= Work to complete =
Please return the data that follows precisely as written, but without the images.

= Entries shown =
== Segment start ==

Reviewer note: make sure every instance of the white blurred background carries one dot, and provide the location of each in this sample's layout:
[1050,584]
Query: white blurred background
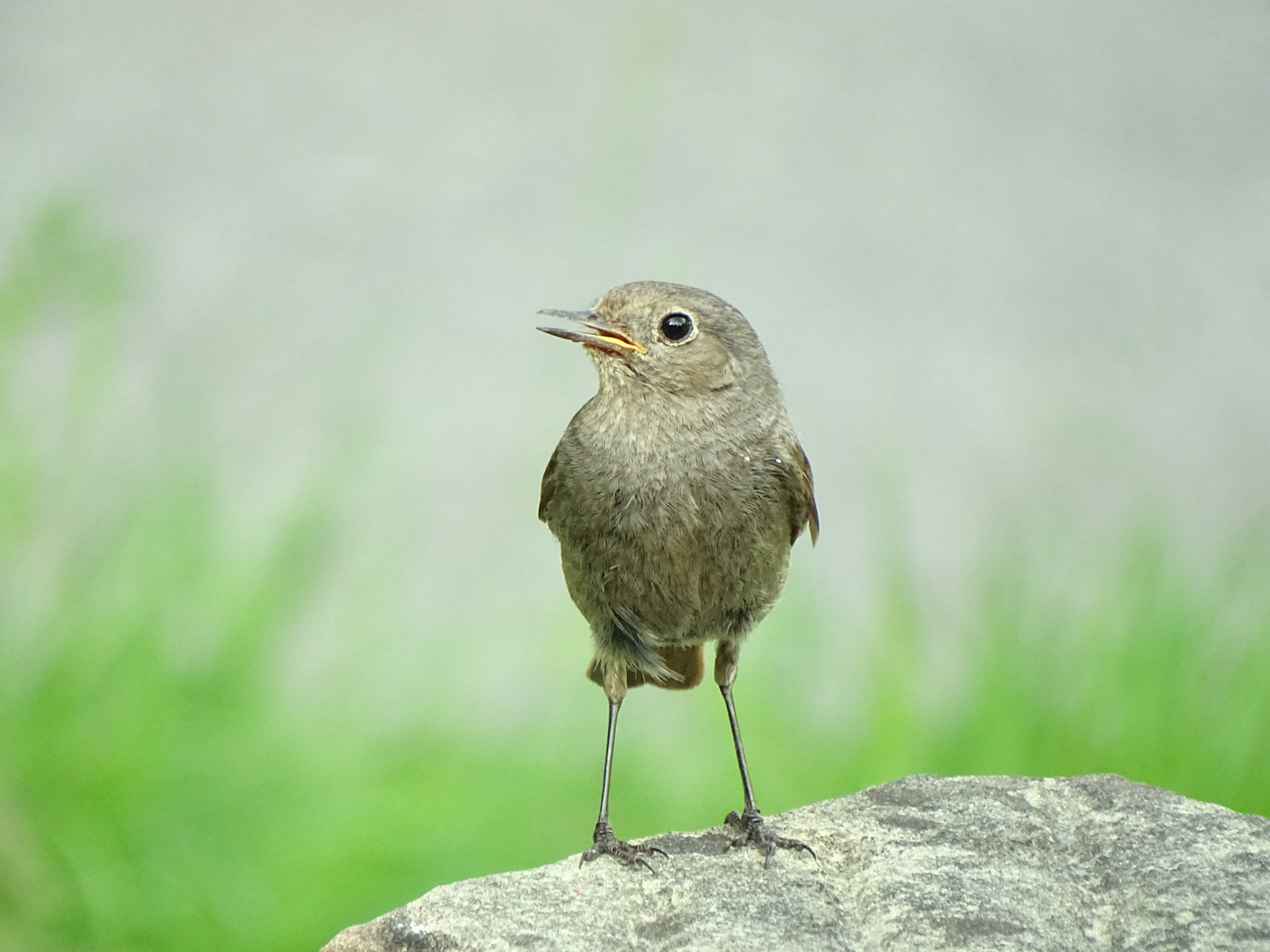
[1011,263]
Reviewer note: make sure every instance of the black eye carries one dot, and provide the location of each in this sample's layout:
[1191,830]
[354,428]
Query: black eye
[676,326]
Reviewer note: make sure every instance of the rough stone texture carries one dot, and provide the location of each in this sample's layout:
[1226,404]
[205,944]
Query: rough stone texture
[923,863]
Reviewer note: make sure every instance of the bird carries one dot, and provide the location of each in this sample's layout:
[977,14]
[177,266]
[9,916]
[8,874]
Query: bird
[676,494]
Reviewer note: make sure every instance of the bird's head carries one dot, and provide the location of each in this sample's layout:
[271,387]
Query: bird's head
[669,339]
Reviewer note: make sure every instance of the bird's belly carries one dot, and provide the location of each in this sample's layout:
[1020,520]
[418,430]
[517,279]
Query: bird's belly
[684,566]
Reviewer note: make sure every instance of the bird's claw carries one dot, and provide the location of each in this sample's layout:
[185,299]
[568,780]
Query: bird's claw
[605,843]
[750,824]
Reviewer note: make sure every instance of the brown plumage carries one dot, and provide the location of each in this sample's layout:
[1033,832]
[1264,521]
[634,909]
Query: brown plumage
[676,494]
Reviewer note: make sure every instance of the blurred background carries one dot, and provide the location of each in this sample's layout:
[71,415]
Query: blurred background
[282,643]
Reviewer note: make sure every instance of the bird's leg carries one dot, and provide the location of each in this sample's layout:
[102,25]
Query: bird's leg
[750,822]
[602,841]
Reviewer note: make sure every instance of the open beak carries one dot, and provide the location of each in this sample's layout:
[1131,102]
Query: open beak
[603,338]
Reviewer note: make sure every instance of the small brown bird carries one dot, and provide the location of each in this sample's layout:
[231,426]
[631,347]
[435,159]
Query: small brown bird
[676,494]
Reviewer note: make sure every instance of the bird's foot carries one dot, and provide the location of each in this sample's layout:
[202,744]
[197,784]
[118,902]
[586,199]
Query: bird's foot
[750,825]
[605,843]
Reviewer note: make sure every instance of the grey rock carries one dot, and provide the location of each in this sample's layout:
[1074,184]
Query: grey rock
[923,863]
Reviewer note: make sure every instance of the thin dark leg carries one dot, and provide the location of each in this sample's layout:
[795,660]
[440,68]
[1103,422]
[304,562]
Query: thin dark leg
[609,762]
[741,749]
[750,822]
[602,841]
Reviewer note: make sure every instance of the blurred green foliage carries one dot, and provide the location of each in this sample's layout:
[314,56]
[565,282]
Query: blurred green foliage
[156,792]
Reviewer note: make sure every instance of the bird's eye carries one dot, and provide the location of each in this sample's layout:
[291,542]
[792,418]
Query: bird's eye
[676,328]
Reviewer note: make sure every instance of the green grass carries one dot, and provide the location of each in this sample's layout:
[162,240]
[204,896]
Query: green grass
[159,791]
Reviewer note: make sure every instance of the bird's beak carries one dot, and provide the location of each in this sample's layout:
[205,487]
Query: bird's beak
[606,339]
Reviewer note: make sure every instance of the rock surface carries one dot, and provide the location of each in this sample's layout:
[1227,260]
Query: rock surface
[923,863]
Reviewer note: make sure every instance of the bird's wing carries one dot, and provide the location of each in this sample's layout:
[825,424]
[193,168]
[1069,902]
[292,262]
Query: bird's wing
[800,494]
[549,482]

== Segment end ==

= Task answer =
Reviewer note: make sure every instance of the white blurred background carries one dot, and provide the location of each in this sample's layout:
[1050,584]
Query: white blurred background
[1011,263]
Reviewer note: make sure every instance of the black eye carries one dot, and provide the location of each in this sample's layout:
[1191,830]
[354,428]
Query: black eye
[676,326]
Reviewer note: make sure every instance of the rough stone texture carries one dot, and provide the location of each in this sample's layout:
[1226,404]
[205,944]
Query: rough stone texture
[923,863]
Reviewer note: make sure every instance of the bird carries one dot, and provide the location of each in this sample's layout:
[977,14]
[177,266]
[9,916]
[8,874]
Query: bird
[676,494]
Reviewer note: make sure every instance of the bird's head carries one dot, and provide the location of each in this sample's layout:
[271,387]
Query: bird's head
[669,339]
Reviewer note: make sure every instance of the bird's belly carries one dot, and provide the location of each in this sample's layout:
[1020,520]
[418,430]
[517,279]
Query: bird's belly
[684,566]
Reviewer note: make sure every instance of the bird's claw carries one dot, and provide the location of each in this sample's layout:
[185,299]
[568,780]
Query: bird's claw
[605,843]
[750,824]
Reviewer note: make sure every instance of the brown plumage carries one dot, and provide the location of each in this sample's layout:
[1033,832]
[1264,521]
[634,909]
Query: brown plumage
[676,494]
Reviewer note: make sure every instance of the blurred background carries one dot, and provide the location of each in this sample's layout:
[71,415]
Query: blurred background
[282,643]
Reviewer note: make sure every instance of the bird's leg carries one dot, and provide the location of each in this sample's layout:
[102,25]
Query: bird's leg
[750,822]
[602,841]
Reviewer note: make sure every instance of the open beak carries one dot, and provide the location of each in this sample's layout:
[1131,102]
Query: open beak
[603,338]
Reviewer note: make sure every instance of the small brown bird carries one dot, and provide the location of each in this sample's layout:
[231,426]
[631,347]
[435,159]
Query: small brown bird
[676,494]
Reviewer note: make sure every instance of the bird's foot carries one dot, and provide the location of each in this sample's layout:
[202,744]
[197,784]
[118,902]
[586,199]
Query: bird's foot
[750,825]
[605,843]
Reviewer note: make sure every instance of the grey rock carries one dot, and provide the location of each in this sample's layout:
[1074,184]
Query: grey rock
[923,863]
Reviewer note: make sure every instance of the thin dark leg carries one dot, and provide the location of each in this sample's layout:
[795,660]
[440,68]
[1103,422]
[304,562]
Query: thin dark leg
[609,762]
[741,749]
[750,822]
[602,841]
Reviewer note: make sure every instance of the blurred green foliage carries one dot, and provide the location of each in this sample's layout:
[314,56]
[565,282]
Query: blurred green foliage
[156,792]
Reviewer note: make sure every instance of the bird's eye carries one dot, and provide the location of each in this sample's layout:
[291,542]
[792,418]
Query: bird's eye
[676,328]
Reviewer note: make sure every instance of the green grass carries one dot, and provide the location of each in this sample's layout:
[162,240]
[204,896]
Query: green grass
[159,791]
Reviewer note: make sure every instance of the bird's beak carries one dot, and provide the location of each in this sample's layout:
[205,487]
Query: bird's beak
[606,339]
Reviewer note: make sure every instance of the rock surface carries one dot, and provide the location of each in this sample's layout:
[1227,260]
Query: rock surface
[923,863]
Reviewer note: make sure every instance of the bird's wing carries one dot, and provide the location of each in this sample's layout:
[825,424]
[193,168]
[1069,902]
[292,262]
Query: bird's wing
[800,494]
[549,482]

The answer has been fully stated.